:: Source document ::
**********
The earliest use of zebrafish in FASD research focused on structural defects caused by ethanol. In modeling the similarities of holoprosencephaly and some children with FASD, Blader and Strähle³² discovered that treatment with 2.4% ethanol over a short time window, from dome to 30% epiboly, resulted in cyclopic phenotypes similar to those observed in wnt11 mutants, in which Wnt/PCP signaling is disrupted. The phenotype observed strongly suggested that ethanol was disrupting migration of the prechordal plate mesoderm during gastrulation. Likewise, treatment with 3% ethanol at similar times caused a split body axis, often associated with cyclopia, and these defects associated with altered gastrulation cell movements.²⁶

Recent findings support the conclusion that ethanol alters gastrulation cell movements. Genetic background plays a significant role in the susceptibility to ethanol-induced cyclopia, with the EK background displaying cyclopia in even 1% ethanol.⁴⁶ The Wnt/PCP pathway is critically involved in gastrulation movements and genetically interacts with 1% ethanol to produce cyclopia in vangl2 mutants,⁴⁷ which also have disrupted Wnt/PCP signaling. In addition, in the highly ethanol-sensitive TL strain, 0.6% ethanol has been shown to alter the movement of cells during gastrulation.⁴⁰ These zebrafish findings are consistent with characterizations in Xenopus showing that ethanol exposure disrupts gastrulation.⁴⁸

These ethanol-induced defects in gastrulation can result in general growth retardation in zebrafish. Loucks and Ahlgren⁴⁹ demonstrated that zebrafish exposed to 1% or 1.5% ethanol had small, but significant reductions to the overall size of the embryo. The effect of ethanol was more substantial as higher concentrations of ethanol were tested⁵⁰ and Ali et al.⁵¹ found that a 1-h pulse of 10% ethanol resulted in smaller larvae with numerous structural defects. However, given the kinetics and partitioning of ethanol, discussed earlier, this treatment is likely to be far outside the physiological norms in humans.

Different morphometric analyses have found that an ethanol concentration of 1.5% or less results in changes to specific facial measurements, presumably due to elevated levels of cell death in the neural crest progenitors of the facial skeleton.^28,52 However, in our analyses discussed below, we have found that 1% ethanol merely sensitizes embryos to craniofacial defects,⁵³ differences that may be due to genetic background.

Due to the large number of transgenic backgrounds available, new insights are being gained into how ethanol disrupts neural development in zebrafish. Exposure to 1% ethanol reduces the number of elavl3-positive neural progenitors⁵⁴ and 100 mM (0.6%) increases the branching of secondary motor neurons and decreased the diameter of Mauthner axons.⁵⁵ In addition, Zhang et al.⁵⁶ reported that 0.5% ethanol exposure leads to disruption of the mid-hindbrain boundary. These and other structural brain abnormalities have been found to have an adverse relationship with cognitive function and behavior in the clinical population.^13,57 More recently, the zebrafish has been shown to model some of the behavioral and cognitive deficits of FASD.
**********
:: Your instructions ::
Reproduce the part of the zebrafish passage that opens with the words containing "Different morphometric analyses" and closes with "to genetic background.". The listing comes from a different source than the zebrafish passage.
**********
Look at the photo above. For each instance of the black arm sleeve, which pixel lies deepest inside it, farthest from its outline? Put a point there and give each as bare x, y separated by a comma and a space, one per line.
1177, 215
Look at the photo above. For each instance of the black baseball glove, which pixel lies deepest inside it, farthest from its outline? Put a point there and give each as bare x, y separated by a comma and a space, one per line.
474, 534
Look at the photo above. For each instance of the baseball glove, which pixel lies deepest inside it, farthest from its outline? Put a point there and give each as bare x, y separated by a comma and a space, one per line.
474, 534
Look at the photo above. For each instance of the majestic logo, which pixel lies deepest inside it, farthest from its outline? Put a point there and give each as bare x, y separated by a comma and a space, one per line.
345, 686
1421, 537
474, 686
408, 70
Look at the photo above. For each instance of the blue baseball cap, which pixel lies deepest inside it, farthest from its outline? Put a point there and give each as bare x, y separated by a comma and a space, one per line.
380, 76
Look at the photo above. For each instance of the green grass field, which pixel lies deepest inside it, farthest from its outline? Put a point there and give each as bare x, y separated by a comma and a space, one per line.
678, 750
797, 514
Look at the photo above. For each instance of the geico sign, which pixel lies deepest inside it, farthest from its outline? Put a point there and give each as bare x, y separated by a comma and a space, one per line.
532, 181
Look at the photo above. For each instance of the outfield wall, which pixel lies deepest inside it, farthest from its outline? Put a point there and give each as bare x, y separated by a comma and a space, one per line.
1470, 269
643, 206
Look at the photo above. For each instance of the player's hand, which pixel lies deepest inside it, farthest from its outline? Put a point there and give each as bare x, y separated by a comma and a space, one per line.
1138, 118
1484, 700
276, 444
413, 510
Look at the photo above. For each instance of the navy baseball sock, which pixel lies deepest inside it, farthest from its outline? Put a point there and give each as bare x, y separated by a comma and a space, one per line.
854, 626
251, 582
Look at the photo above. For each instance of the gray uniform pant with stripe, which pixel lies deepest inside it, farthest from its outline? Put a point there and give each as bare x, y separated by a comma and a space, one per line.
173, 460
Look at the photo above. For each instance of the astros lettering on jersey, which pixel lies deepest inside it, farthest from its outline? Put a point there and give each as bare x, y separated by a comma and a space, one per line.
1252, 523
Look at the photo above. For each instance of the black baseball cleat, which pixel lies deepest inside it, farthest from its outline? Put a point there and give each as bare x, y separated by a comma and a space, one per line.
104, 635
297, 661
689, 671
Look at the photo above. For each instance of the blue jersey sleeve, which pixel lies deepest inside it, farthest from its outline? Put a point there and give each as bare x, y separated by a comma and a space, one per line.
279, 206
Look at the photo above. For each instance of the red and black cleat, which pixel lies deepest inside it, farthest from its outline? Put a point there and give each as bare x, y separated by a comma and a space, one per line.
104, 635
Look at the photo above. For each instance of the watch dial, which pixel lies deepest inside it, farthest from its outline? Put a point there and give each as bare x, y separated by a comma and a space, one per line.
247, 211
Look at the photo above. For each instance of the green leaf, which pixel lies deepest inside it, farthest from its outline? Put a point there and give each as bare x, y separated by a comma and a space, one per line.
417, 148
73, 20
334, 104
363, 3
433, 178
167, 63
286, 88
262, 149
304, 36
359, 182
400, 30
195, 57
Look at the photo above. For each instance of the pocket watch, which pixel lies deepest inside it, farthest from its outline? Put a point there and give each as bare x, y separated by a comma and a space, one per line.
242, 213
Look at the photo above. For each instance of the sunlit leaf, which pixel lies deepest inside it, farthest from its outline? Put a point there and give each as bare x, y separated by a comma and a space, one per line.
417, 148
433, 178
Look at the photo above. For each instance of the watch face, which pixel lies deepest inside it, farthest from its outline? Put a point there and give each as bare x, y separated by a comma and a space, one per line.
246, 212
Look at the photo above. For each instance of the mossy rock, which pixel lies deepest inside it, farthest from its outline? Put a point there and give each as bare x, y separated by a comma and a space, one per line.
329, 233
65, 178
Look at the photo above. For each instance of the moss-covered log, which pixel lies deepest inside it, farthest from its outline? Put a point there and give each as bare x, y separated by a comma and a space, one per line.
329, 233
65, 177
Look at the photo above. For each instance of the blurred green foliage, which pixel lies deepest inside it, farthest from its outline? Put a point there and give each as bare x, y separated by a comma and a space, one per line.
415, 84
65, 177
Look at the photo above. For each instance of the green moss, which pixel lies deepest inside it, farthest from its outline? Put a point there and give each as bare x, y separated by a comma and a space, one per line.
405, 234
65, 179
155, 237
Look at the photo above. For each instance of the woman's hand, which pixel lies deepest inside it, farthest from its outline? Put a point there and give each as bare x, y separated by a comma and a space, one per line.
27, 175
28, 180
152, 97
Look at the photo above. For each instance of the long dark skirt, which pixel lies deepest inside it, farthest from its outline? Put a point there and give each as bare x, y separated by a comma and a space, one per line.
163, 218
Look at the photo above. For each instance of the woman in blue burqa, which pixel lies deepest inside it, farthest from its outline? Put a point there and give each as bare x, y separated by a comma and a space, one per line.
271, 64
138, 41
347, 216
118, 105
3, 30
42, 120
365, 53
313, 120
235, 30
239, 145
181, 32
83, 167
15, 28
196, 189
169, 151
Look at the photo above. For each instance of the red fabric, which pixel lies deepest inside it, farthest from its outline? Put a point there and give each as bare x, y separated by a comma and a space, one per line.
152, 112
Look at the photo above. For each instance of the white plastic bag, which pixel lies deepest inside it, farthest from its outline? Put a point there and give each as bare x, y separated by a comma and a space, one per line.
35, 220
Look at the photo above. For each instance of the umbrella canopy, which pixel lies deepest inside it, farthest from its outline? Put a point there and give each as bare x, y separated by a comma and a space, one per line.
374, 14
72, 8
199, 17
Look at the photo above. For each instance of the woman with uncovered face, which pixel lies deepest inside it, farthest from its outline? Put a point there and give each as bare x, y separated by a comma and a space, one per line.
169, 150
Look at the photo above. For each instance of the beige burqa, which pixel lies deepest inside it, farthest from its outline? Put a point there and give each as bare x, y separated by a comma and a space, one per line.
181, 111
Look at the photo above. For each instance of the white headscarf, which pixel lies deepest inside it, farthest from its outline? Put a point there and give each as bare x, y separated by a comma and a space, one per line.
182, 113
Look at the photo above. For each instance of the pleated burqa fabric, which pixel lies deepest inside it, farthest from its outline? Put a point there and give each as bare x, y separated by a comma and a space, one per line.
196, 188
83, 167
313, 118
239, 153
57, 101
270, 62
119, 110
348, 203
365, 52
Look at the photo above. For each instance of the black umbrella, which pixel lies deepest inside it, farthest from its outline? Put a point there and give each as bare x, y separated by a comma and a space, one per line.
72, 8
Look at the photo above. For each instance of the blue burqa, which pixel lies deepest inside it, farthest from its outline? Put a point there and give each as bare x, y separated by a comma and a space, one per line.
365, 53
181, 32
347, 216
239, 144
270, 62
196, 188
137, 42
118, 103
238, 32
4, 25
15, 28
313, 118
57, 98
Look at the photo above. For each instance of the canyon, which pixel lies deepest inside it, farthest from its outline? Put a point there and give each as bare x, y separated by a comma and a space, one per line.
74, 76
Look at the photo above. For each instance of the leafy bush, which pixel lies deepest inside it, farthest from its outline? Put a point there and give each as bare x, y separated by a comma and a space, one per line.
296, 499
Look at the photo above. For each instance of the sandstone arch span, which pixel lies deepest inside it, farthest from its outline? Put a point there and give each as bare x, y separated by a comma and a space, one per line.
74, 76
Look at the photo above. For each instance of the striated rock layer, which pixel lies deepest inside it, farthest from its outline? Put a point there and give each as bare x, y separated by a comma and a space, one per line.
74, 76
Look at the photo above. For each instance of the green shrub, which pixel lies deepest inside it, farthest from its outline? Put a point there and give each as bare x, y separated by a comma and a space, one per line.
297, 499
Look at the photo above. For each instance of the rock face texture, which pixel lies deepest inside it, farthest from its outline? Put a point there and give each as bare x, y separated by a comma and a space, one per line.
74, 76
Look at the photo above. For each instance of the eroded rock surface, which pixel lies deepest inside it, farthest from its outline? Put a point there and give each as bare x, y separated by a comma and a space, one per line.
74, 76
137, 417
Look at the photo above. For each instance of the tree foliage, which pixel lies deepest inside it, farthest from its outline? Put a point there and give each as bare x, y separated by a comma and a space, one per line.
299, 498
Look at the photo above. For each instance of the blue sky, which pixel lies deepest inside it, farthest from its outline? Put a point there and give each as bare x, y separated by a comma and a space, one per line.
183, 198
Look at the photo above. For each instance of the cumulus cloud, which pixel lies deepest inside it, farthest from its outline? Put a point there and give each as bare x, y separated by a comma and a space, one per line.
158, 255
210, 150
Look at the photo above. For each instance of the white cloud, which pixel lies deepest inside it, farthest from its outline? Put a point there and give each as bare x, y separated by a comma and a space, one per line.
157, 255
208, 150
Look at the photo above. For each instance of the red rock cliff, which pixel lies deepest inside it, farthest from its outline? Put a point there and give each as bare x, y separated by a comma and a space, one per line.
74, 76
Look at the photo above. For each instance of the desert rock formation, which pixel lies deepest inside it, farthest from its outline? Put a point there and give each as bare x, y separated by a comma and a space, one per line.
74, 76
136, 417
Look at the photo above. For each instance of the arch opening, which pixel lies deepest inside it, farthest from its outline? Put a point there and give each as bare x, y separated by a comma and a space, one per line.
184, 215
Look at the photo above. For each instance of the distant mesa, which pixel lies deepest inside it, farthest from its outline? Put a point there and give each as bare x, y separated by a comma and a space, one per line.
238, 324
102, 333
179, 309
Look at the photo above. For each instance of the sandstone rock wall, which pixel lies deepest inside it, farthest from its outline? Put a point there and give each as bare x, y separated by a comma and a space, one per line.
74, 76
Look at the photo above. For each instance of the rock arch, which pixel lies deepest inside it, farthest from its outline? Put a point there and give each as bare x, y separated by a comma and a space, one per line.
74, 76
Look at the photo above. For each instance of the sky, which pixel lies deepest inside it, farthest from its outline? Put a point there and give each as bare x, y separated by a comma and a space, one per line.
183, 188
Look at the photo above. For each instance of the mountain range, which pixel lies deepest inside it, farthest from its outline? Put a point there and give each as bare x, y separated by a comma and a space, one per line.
**********
:: Task solution ::
Different morphometric analyses have found that an ethanol concentration of 1.5% or less results in changes to specific facial measurements, presumably due to elevated levels of cell death in the neural crest progenitors of the facial skeleton.^28,52 However, in our analyses discussed below, we have found that 1% ethanol merely sensitizes embryos to craniofacial defects,⁵³ differences that may be due to genetic background.